====== DOCUMENT EXCERPT

Jilan Sabila Labo v Attorney General [2014] KEHC 5724 (KLR)
Full Case Text
IN THE HIGH COURT AT NAIROBI
MILIMANI LAW COURTS
CONSTITUTIONAL AND HUMAN RIGHTS DIVISION
PETITION NO. 398 OF 2013
BETWEEN
JILAN SABILA LABO ……………………………. PETITIONER
AND
THE ATTORNEY GENERAL ………………….. RESPONDENT
JUDGMENT
Petitioner’s Case
The petitioner’s case is set out in the petition dated the 29th July 2013. It is supported by the petitioner’s own affidavit sworn on the same date. The petitioner gave oral testimony to support his case.
The petitioner testified that on 7th October 1987 he was arrested by two policemen in plain clothes as he alighted from a matatu at DC Stage at Kibera. He was accused of being involved with the clandestine and outlawed Mwakenya movement. He was taken to Lang’ata Police Station for questioning where he was kicked, slapped and whipped in an effort to get him to confess his relationship with one Ali Sakwa who was allegedly associated with Mwakenya.
The petitioner stated that he was detained at Lang’ata Police Station for three days and on 10th October 1987 he was blindfolded and driven to a place he later came to learn was Nyayo House. He was taken to a dark cell in the basement of the building. He avers that on the following day he was taken to the 24th floor where, before a panel of interrogators, he was forced to strip naked. He was assaulted by being beaten with rubber whips, broken chair pieces, slaps, kicks and blows in a bid to make him confess involvement in Mwakenya activities. The petitioner testified that a Mr Opiyo extracted a tooth from him using pliers. The petitioner stated that he was released on 24th October 1987 and taken to Eldoret. After this ordeal he decided to go to exile in Uganda. He stayed there for three years.

============
====== DATA ROWS

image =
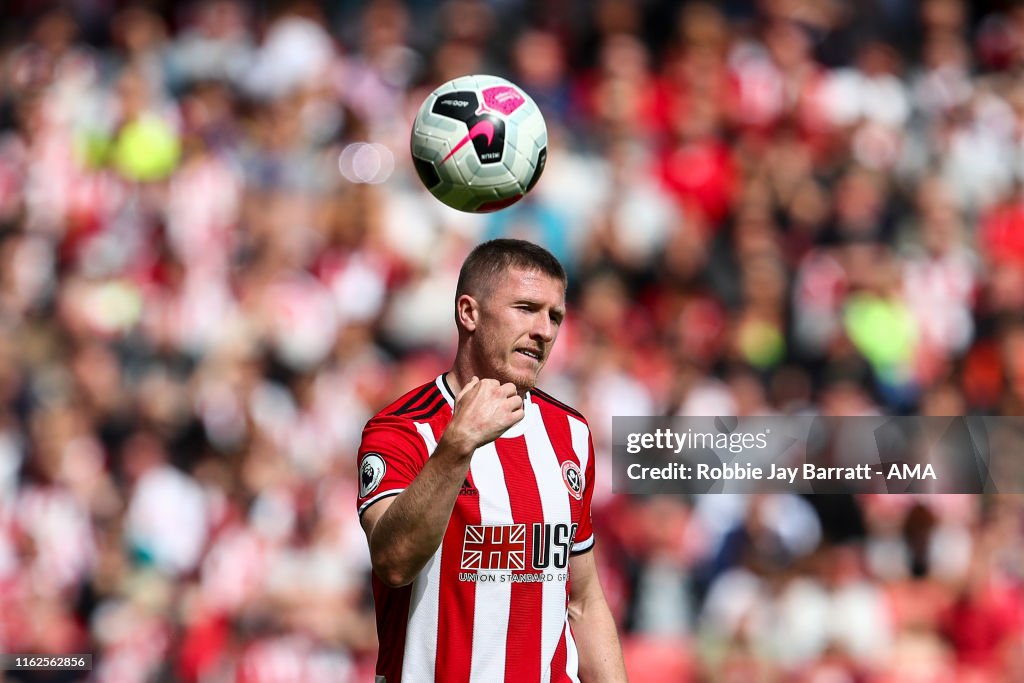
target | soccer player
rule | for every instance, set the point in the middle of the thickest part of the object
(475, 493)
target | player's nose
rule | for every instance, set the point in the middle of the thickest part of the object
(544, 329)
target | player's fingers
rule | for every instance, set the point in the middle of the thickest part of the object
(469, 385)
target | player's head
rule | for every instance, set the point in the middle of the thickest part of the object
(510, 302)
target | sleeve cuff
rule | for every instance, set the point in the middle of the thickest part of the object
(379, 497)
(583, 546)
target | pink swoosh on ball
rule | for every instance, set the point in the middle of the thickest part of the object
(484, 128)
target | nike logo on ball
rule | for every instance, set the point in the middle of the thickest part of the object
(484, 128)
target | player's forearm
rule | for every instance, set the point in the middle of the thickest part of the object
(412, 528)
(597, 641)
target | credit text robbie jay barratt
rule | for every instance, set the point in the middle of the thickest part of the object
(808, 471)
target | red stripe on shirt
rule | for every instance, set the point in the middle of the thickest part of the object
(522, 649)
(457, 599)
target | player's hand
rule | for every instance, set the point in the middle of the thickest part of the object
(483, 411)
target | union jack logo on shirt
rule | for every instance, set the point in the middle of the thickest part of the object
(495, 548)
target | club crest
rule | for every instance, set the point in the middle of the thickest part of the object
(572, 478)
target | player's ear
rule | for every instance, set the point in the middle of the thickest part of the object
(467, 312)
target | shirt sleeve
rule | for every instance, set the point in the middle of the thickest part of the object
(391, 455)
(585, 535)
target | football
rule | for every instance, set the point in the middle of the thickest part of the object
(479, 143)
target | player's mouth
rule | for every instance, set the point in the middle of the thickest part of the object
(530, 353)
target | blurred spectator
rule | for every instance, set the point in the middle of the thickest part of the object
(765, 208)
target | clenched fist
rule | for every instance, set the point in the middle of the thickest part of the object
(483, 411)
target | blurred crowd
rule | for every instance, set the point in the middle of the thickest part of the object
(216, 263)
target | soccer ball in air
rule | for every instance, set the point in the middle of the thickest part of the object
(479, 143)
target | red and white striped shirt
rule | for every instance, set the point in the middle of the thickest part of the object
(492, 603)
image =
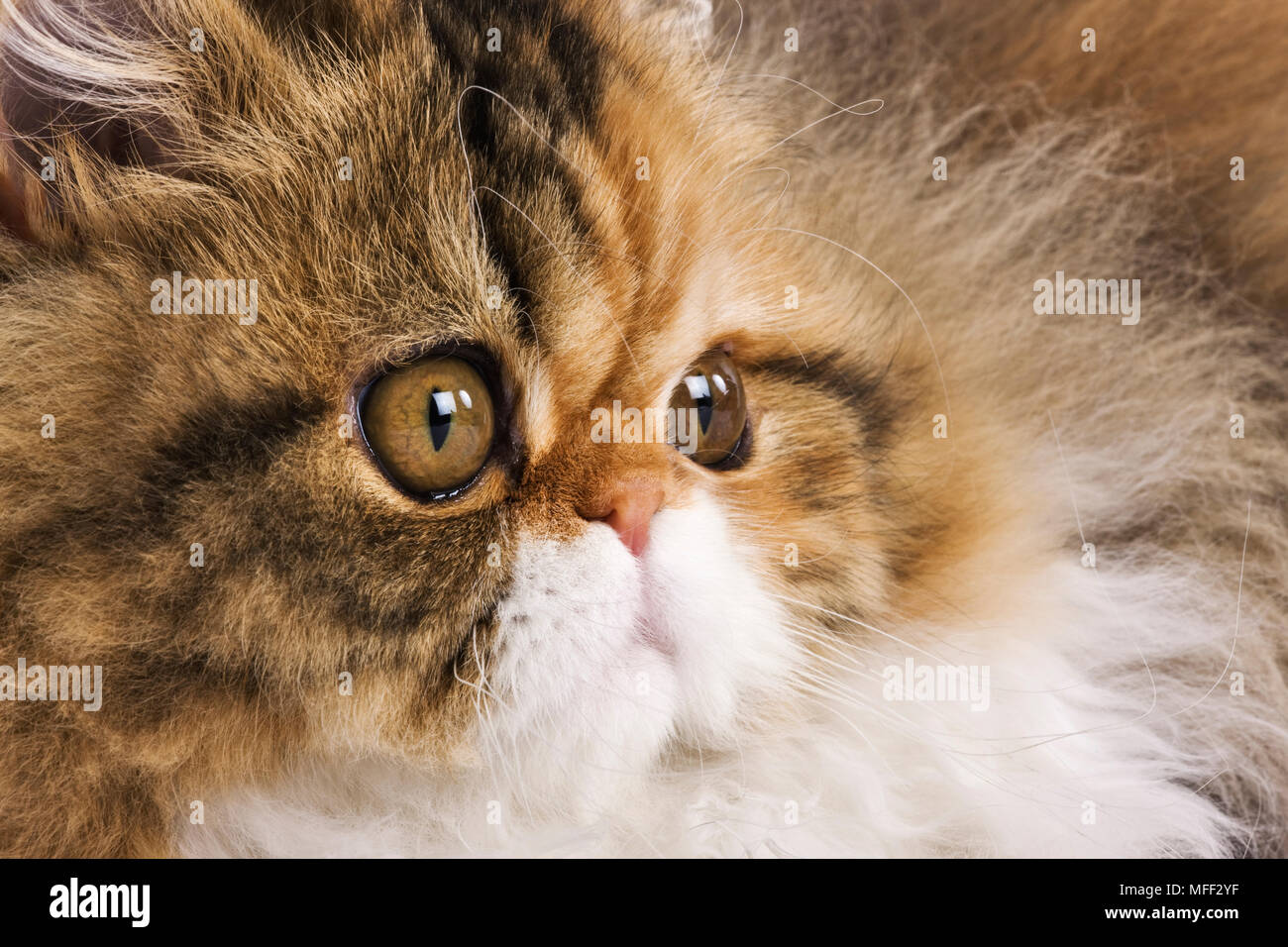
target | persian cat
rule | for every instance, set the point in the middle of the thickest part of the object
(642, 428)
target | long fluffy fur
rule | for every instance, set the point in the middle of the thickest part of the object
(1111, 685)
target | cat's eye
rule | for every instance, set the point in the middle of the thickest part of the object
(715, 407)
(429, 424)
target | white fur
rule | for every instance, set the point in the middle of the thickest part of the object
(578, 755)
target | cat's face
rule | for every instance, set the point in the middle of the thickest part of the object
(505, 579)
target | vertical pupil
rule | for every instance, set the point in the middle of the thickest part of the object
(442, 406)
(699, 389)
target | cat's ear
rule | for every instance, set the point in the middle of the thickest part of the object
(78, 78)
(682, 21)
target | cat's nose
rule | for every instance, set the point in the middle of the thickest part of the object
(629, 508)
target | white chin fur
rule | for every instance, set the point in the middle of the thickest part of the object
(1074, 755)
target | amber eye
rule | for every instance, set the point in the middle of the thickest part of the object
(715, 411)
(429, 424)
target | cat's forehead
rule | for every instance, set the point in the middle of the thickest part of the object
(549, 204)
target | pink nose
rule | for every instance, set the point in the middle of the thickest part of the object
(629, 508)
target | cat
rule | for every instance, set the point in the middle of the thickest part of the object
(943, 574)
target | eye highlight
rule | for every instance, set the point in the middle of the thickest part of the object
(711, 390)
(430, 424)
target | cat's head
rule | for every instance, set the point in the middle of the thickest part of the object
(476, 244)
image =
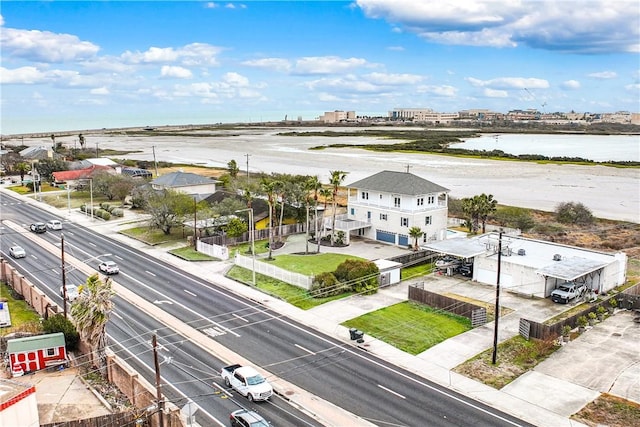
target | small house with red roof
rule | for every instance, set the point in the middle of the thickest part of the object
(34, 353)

============

• EXERCISES TO COMPLETE
1/ Reproduce the stretch of the court judgment from "The petitioner stated that he was detained" through "for three years.".
2/ Scale the location labeling entries from the line containing "target | pink nose" through the end of the entries, and give only that stretch. Write out every line in it, not only the points, with each point coordinate multiplied by 0.45 and rounded to a whole number, halves rounding up, and leave the pictures out.

• WORKED SOLUTIONS
1/
The petitioner stated that he was detained at Lang’ata Police Station for three days and on 10th October 1987 he was blindfolded and driven to a place he later came to learn was Nyayo House. He was taken to a dark cell in the basement of the building. He avers that on the following day he was taken to the 24th floor where, before a panel of interrogators, he was forced to strip naked. He was assaulted by being beaten with rubber whips, broken chair pieces, slaps, kicks and blows in a bid to make him confess involvement in Mwakenya activities. The petitioner testified that a Mr Opiyo extracted a tooth from him using pliers. The petitioner stated that he was released on 24th October 1987 and taken to Eldoret. After this ordeal he decided to go to exile in Uganda. He stayed there for three years.

2/
target | pink nose
rule | for every instance, set the point in the middle of the thickest part of the object
(283, 229)
target | cat
rule | for every instance, set the point in the middle of the thickest part of the object
(424, 258)
target | eye highlight
rule | for every instance, set the point in the middle of the thickest part of the object
(320, 176)
(194, 191)
target | cat's head
rule | for every instance, set the point in the middle of the thickest part of the object
(214, 110)
image =
target | small house with red roof
rule | for every instance, set the point in the middle of the thickest part of the object
(15, 159)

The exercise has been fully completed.